Exercise description: Recast the data as a Markdown table, starting at the line that contains "Verification task: confirm whether any highlight" and ending at the line that contains "left=0, top=1, right=124, bottom=363". Use a Row column for the row number and a Line column for the text of each line, and leave out blank lines.

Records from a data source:
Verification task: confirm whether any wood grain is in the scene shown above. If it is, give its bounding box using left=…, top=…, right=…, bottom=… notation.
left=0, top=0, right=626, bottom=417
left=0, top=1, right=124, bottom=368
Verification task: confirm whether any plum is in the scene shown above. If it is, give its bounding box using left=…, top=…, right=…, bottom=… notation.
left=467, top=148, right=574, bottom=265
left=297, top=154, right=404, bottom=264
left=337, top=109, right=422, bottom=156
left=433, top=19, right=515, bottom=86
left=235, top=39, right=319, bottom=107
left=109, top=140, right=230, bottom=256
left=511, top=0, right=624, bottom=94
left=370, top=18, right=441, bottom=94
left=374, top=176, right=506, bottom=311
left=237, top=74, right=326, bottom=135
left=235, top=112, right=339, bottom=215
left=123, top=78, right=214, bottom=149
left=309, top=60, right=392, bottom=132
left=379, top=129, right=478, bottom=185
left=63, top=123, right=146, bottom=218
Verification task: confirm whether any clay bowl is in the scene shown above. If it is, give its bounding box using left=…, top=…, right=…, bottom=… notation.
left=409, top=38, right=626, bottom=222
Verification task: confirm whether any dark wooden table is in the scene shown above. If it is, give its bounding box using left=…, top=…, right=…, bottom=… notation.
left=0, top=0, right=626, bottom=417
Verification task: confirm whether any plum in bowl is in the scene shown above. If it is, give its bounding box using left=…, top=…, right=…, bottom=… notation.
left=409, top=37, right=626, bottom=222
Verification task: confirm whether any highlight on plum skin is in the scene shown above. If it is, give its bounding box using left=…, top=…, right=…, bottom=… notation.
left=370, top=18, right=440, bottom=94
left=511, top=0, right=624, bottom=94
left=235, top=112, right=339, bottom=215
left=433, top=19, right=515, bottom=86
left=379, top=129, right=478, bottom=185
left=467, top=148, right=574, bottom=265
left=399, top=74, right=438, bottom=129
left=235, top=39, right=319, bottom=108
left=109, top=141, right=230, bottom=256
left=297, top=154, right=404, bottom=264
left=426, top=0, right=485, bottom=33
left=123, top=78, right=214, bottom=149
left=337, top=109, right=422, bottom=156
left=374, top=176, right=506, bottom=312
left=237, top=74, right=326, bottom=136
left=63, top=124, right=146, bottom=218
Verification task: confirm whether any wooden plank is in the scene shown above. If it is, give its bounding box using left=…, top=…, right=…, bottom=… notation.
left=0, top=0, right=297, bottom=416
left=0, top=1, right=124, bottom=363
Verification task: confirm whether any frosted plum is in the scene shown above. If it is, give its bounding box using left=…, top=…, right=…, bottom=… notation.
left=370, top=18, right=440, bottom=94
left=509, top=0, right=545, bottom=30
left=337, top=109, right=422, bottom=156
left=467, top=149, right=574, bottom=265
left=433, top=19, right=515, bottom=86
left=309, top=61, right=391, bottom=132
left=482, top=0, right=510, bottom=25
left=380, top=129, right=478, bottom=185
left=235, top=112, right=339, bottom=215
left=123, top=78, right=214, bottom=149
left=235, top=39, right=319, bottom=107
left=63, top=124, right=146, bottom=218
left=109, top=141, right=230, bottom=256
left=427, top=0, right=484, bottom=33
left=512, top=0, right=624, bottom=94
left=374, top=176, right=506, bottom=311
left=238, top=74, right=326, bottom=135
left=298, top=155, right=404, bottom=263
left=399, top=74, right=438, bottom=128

Expected output:
| Row | Line |
|---|---|
| 1 | Verification task: confirm whether any highlight on plum skin is in the scene shown above. If it is, give its bounding box using left=…, top=…, right=…, bottom=… notation. |
| 2 | left=370, top=18, right=440, bottom=94 |
| 3 | left=511, top=0, right=624, bottom=94 |
| 4 | left=235, top=112, right=339, bottom=215 |
| 5 | left=433, top=19, right=515, bottom=86 |
| 6 | left=379, top=129, right=478, bottom=185 |
| 7 | left=467, top=148, right=574, bottom=265 |
| 8 | left=399, top=74, right=438, bottom=129 |
| 9 | left=235, top=39, right=319, bottom=108 |
| 10 | left=109, top=141, right=230, bottom=256 |
| 11 | left=297, top=154, right=404, bottom=264 |
| 12 | left=426, top=0, right=485, bottom=33 |
| 13 | left=123, top=78, right=214, bottom=149 |
| 14 | left=337, top=109, right=422, bottom=156 |
| 15 | left=374, top=176, right=506, bottom=312 |
| 16 | left=237, top=74, right=326, bottom=136 |
| 17 | left=63, top=124, right=146, bottom=218 |
| 18 | Verification task: confirm whether any wooden plank is in the scene shown above. If it is, give its bounding box using left=…, top=…, right=…, bottom=… notation. |
| 19 | left=0, top=0, right=297, bottom=416 |
| 20 | left=0, top=1, right=124, bottom=363 |